- [WHAT TO PRODUCE]:
Please show every line in the entries below that includes the word "Provide".

- [EXTRACTED ENTRIES]:
▶

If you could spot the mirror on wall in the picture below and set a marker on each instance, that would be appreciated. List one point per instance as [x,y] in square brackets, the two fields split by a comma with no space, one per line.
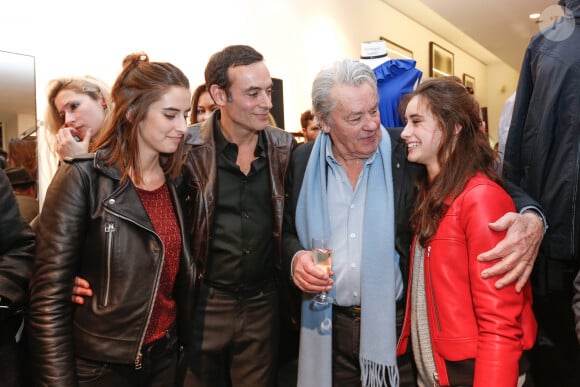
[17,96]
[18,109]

◀
▶

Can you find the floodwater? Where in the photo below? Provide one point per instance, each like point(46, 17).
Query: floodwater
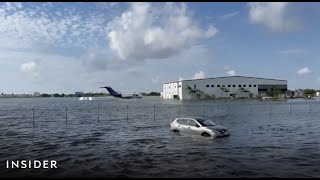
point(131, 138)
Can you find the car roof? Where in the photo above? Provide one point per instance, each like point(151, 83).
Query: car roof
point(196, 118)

◀

- [EXERCISE OUTPUT]:
Can you find the floodwater? Where in the photo below? Provide one point per instance, each like point(46, 17).
Can you find the car roof? Where in the photo above? Provide one point per instance, each like point(151, 83).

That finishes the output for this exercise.